*文章节选*
□ □ □

欢迎您访问程序员文章站本站旨在为大家提供分享程序员计算机编程知识!
您现在的位置是: 首页

最长公共子序列

程序员文章站 2024-03-17 22:30:10
...

今天实现的算法是求解最长公共子序列,在字母表Σ上,分别给出两个长度为n和m的字符串A和B,确定在A和B中最长公共子序列的长度并输出该最长公共子序列。这里,A=a1a2...an的子序列是一个形式为ai1ai2...aik的字符串,其中每个ij都在1和n之间,并且1<=i1<i2<...<ik>=n,子序列不是子串,并不要求连续。例如zxyxyz和xyyzx的最长公共子序列为xyyz。

此问题可以用动态规划技术来解决,为了使用动态规划,首先得有一个递推公式。令A = a1a2...an好B = b1b2...bn,令L[i,j]表示a1a2...ai和b1b2...bi的最长公共子序列的长度。i、j可能为0,即表示空串。则i=0或j=0时,L[i,j]=0。递推关系如下:

如果i和j都大于0,那么

 

  • 若ai = bj,L[i,j] = L[i-1,j-1]+1
  • 若ai ≠ bj,L[i,j] = max{L[i,j-1],L[i-1,j]}
根据上述递推关系可以导出如下的算法:
算法:LCS
输入:字符串A和B,长度分别为n和m
输出:A和B最长公共子序列的长度和其中一个最长公共子序列
for i ← 0 to n:
    L[i,0] ← 0
end for
for j ← 0 to n:
    L[0,j] ← 0
end for
for i ← 1 to n:
    for j ← 1 to m:
        if ai == bi then L[i,j] ← L[i-1,j-1] + 1
        else L[i,j] ← max{L[i,j-1],L[i-1,j]}
        end if
    end for
end for
while i <= n and j <= m:
    if ai == bi then 输出ai i=i+1 j=j+1
    else if L[i+1,j] > L[i][j+1] then i = i+1
    else j = j+1
end while
return L[n,m]
 
下面是C++版本的实现:
//main.cpp
#include <iostream>
#include "LCSString.h"

□ □ □

*摘录资料*
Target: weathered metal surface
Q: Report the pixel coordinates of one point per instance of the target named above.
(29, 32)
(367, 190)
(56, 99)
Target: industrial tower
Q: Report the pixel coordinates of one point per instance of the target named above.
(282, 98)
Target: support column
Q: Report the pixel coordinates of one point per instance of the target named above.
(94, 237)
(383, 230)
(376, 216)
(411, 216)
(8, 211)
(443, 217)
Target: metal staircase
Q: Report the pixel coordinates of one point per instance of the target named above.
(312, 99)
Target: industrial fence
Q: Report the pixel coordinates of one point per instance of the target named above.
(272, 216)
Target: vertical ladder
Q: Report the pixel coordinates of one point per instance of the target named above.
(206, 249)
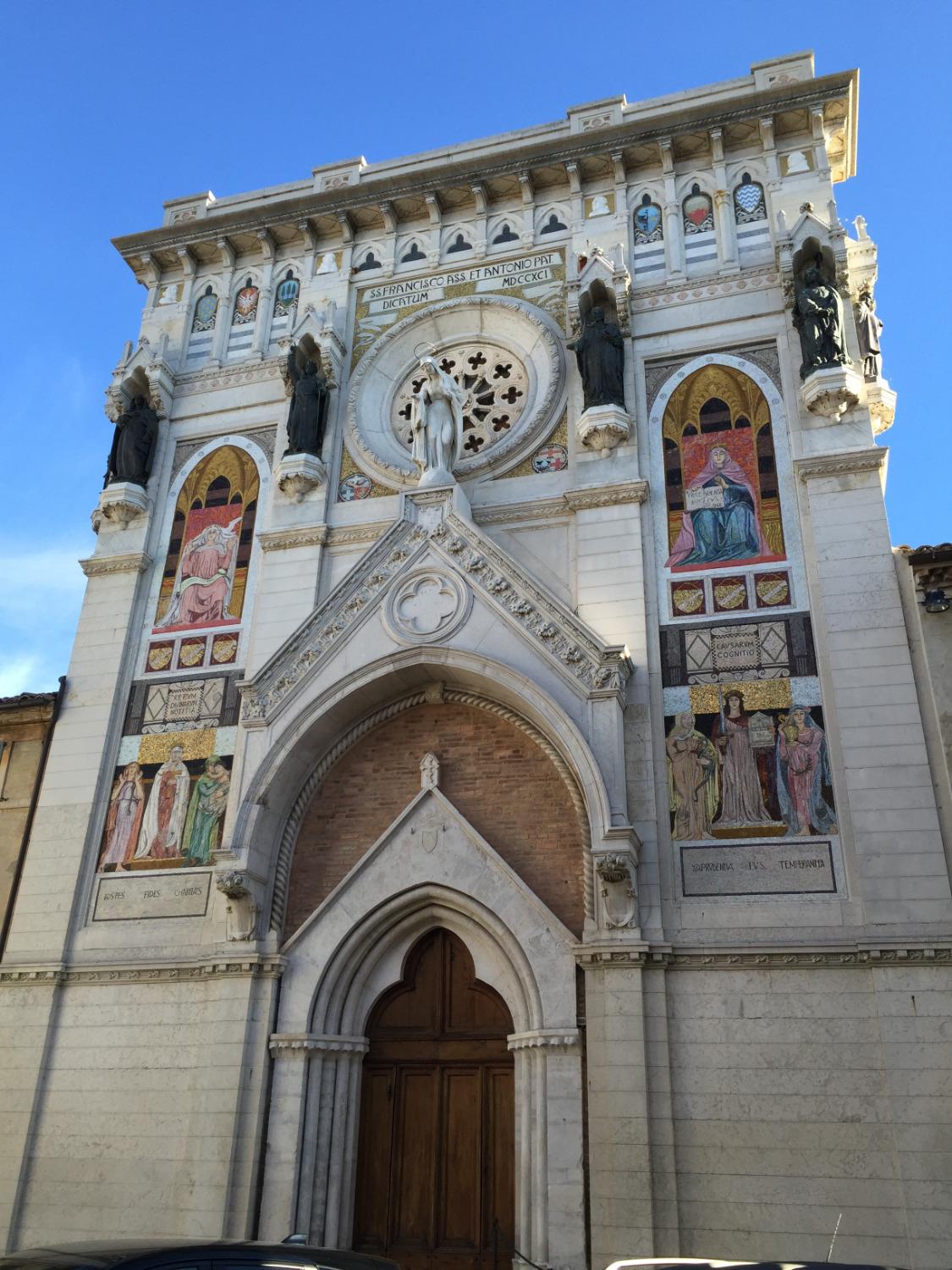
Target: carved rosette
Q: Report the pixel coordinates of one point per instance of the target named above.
(520, 335)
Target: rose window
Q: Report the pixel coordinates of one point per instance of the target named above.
(495, 388)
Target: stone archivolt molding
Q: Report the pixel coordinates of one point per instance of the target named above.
(593, 957)
(129, 561)
(292, 827)
(221, 378)
(598, 670)
(680, 292)
(868, 460)
(177, 972)
(535, 340)
(763, 356)
(283, 540)
(304, 1044)
(746, 959)
(546, 1038)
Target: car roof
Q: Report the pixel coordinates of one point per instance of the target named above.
(716, 1264)
(108, 1252)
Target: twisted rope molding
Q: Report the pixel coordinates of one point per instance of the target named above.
(289, 838)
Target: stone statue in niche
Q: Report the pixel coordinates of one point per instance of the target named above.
(134, 444)
(599, 353)
(868, 329)
(817, 317)
(309, 406)
(437, 424)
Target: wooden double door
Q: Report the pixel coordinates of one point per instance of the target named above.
(436, 1157)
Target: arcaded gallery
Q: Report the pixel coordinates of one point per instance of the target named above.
(490, 817)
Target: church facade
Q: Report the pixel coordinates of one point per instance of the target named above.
(490, 815)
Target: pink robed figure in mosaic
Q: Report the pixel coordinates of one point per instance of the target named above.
(741, 792)
(730, 531)
(167, 810)
(205, 578)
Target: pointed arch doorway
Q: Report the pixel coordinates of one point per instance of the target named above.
(436, 1151)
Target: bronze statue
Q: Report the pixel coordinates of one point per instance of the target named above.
(599, 353)
(134, 444)
(309, 406)
(817, 317)
(868, 329)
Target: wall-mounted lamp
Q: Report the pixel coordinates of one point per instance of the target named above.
(937, 601)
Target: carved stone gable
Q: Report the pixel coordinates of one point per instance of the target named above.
(426, 572)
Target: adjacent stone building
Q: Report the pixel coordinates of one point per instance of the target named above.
(490, 813)
(25, 729)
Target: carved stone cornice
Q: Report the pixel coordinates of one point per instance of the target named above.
(545, 1038)
(606, 495)
(540, 147)
(563, 505)
(597, 668)
(344, 535)
(129, 561)
(283, 540)
(169, 972)
(230, 378)
(304, 1044)
(842, 464)
(537, 510)
(855, 957)
(678, 292)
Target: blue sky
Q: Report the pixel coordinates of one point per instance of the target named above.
(109, 108)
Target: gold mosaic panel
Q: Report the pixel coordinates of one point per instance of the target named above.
(197, 743)
(758, 695)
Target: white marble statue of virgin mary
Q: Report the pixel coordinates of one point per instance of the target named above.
(438, 424)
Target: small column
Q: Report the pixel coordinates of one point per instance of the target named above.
(479, 244)
(223, 319)
(266, 296)
(673, 236)
(578, 218)
(773, 168)
(724, 206)
(528, 210)
(390, 225)
(436, 215)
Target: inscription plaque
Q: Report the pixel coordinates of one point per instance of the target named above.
(698, 500)
(758, 869)
(132, 897)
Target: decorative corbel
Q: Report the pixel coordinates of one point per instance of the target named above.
(241, 911)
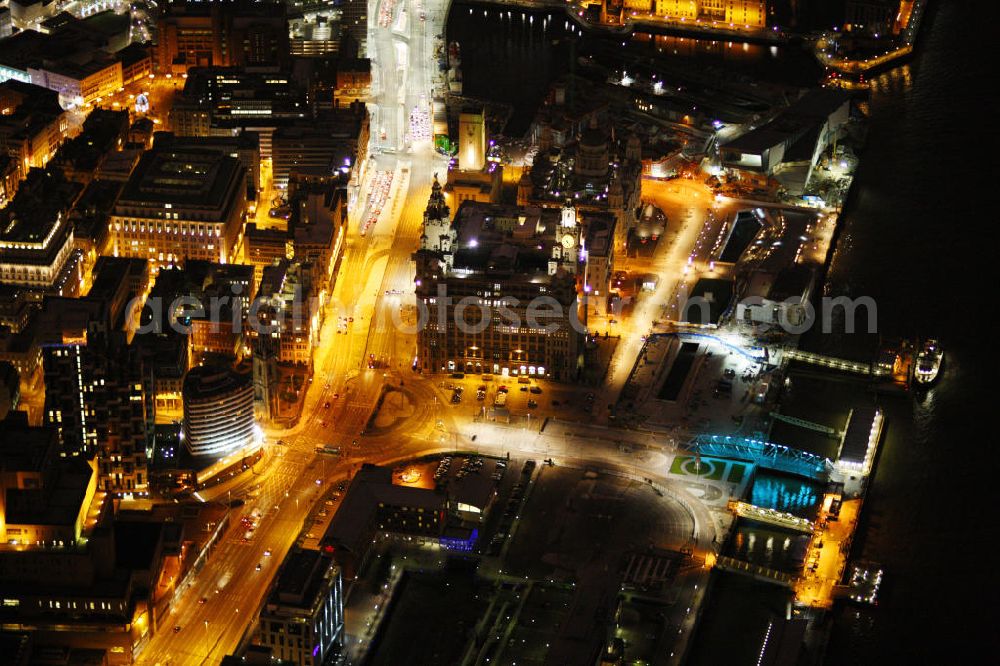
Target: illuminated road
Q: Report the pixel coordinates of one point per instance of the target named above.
(374, 290)
(286, 490)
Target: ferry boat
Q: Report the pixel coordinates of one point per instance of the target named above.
(929, 362)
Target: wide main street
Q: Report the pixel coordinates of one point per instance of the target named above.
(363, 352)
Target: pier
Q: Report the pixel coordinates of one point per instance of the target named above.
(763, 454)
(771, 517)
(834, 363)
(755, 571)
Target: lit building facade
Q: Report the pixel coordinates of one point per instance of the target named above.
(36, 236)
(218, 411)
(484, 280)
(303, 619)
(99, 398)
(181, 204)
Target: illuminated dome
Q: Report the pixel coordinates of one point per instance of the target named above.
(218, 411)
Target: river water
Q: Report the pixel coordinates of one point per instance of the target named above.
(918, 239)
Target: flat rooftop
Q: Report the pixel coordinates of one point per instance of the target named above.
(301, 578)
(188, 178)
(505, 239)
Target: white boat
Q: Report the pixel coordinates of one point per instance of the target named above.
(929, 362)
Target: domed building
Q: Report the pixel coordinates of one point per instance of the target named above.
(218, 411)
(592, 154)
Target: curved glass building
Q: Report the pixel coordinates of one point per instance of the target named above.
(218, 411)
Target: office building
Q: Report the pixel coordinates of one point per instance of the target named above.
(500, 259)
(82, 157)
(245, 147)
(218, 411)
(582, 158)
(98, 393)
(227, 100)
(373, 505)
(44, 500)
(10, 388)
(121, 284)
(335, 144)
(302, 621)
(36, 236)
(285, 321)
(195, 34)
(32, 125)
(181, 204)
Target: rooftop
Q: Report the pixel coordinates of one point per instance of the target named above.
(301, 578)
(189, 177)
(369, 488)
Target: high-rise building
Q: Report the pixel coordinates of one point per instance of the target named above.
(303, 619)
(218, 411)
(181, 203)
(98, 394)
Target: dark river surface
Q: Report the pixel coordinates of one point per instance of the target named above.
(918, 237)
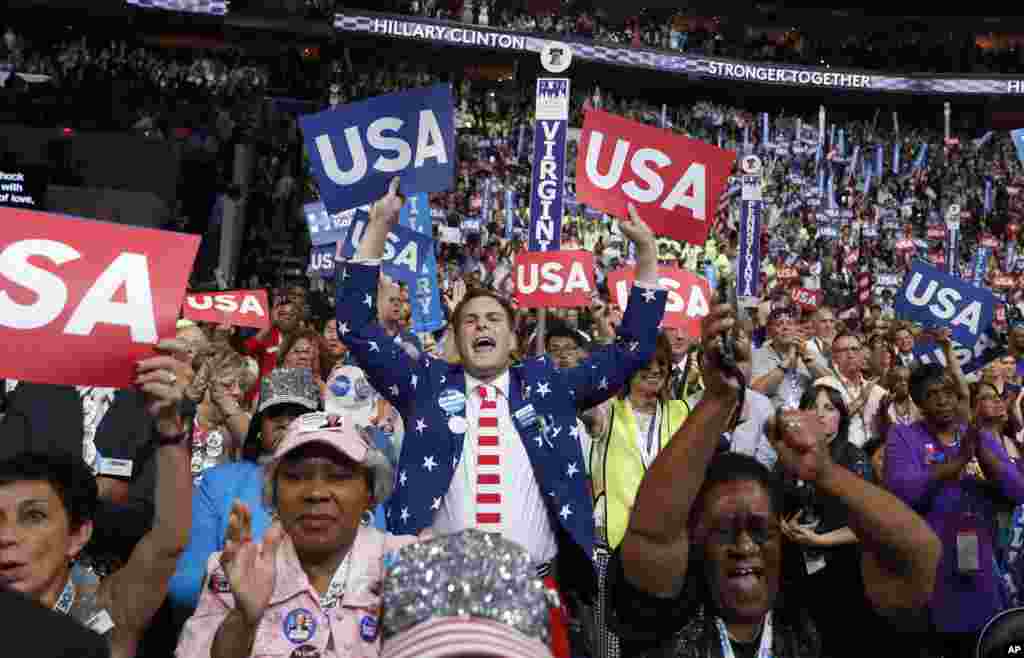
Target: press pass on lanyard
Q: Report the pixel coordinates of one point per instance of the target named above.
(968, 545)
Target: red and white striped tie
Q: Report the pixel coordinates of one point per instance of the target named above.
(488, 462)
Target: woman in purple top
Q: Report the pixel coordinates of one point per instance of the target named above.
(954, 476)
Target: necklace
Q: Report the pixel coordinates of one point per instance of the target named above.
(764, 648)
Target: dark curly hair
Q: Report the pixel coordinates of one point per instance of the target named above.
(69, 476)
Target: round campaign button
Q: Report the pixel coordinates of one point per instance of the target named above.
(89, 453)
(215, 440)
(300, 626)
(305, 651)
(368, 628)
(452, 401)
(556, 56)
(341, 386)
(751, 165)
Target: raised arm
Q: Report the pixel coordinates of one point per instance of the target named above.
(944, 338)
(133, 594)
(655, 549)
(390, 369)
(608, 367)
(899, 552)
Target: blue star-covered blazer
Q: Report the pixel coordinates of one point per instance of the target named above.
(544, 403)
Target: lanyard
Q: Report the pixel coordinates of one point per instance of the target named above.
(650, 449)
(67, 599)
(339, 582)
(764, 651)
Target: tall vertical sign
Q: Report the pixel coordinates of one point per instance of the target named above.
(952, 239)
(548, 188)
(749, 262)
(509, 213)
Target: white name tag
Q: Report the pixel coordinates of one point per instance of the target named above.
(100, 622)
(116, 468)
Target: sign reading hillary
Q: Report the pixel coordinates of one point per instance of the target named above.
(554, 279)
(238, 308)
(688, 296)
(674, 181)
(416, 214)
(426, 304)
(326, 228)
(356, 149)
(934, 299)
(82, 301)
(404, 252)
(548, 185)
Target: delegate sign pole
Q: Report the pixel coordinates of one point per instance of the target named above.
(547, 194)
(749, 263)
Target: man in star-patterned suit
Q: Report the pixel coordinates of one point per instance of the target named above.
(543, 501)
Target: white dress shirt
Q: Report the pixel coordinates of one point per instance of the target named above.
(524, 517)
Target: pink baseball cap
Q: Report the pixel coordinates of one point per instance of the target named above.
(342, 435)
(456, 637)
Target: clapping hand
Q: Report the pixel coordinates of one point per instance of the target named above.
(250, 567)
(799, 439)
(802, 534)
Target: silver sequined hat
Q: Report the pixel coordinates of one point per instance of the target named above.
(466, 594)
(289, 386)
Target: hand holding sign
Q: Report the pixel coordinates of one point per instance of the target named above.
(163, 380)
(387, 209)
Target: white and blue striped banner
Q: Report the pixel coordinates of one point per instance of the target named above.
(548, 184)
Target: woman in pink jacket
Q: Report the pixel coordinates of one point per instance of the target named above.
(311, 589)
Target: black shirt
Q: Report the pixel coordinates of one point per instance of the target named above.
(684, 626)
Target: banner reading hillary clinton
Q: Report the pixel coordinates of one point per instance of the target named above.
(548, 185)
(674, 181)
(356, 149)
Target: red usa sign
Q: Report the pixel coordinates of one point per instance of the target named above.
(688, 296)
(554, 279)
(674, 181)
(808, 300)
(1004, 280)
(82, 301)
(238, 308)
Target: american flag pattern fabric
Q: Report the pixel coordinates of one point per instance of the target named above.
(543, 402)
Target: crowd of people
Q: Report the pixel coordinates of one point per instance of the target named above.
(911, 47)
(595, 485)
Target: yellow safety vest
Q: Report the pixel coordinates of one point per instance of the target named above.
(617, 468)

□ □ □

*待办操作*
1. 打印最长公共子序列一文中的原文片段：从含有“程序员文章站 2024-03-17 22:30:10”的词句开始，到“的最长公共子序列为xyyz。”结束。
2. 在最长公共子序列一文所举的例子中，zxyxyz和xyyzx的最长公共子序列是什么？
3. 接着最长公共子序列一文末尾继续往下写。

*逐项解答*
1.
程序员文章站 2024-03-17 22:30:10
...

今天实现的算法是求解最长公共子序列,在字母表Σ上,分别给出两个长度为n和m的字符串A和B,确定在A和B中最长公共子序列的长度并输出该最长公共子序列。这里,A=a1a2...an的子序列是一个形式为ai1ai2...aik的字符串,其中每个ij都在1和n之间,并且1<=i1<i2<...<ik>=n,子序列不是子串,并不要求连续。例如zxyxyz和xyyzx的最长公共子序列为xyyz。

2. xyyz

3.
using std::cout;
using std::endl;

int main(void) {
	LCSString s1("xyxxzxyzxy");
	std::string s2("zxzyyzxxyxxz");

	std::string s = s1.getLCS(s2);

	cout << s1 << "和" << s2 << "的一个最长公共子序列为:";
	cout << s << endl;

	getchar();
	return 0;
}
 

 

//LCSString.h
#pragma once
#include <string>

class LCSString:public std::string {
public:
	LCSString(void);
	LCSString(const char * _Ptr);
	~LCSString(void);
	std::string getLCS(std::string s);
};

 

 

//LCSString.cpp
#include "LCSString.h"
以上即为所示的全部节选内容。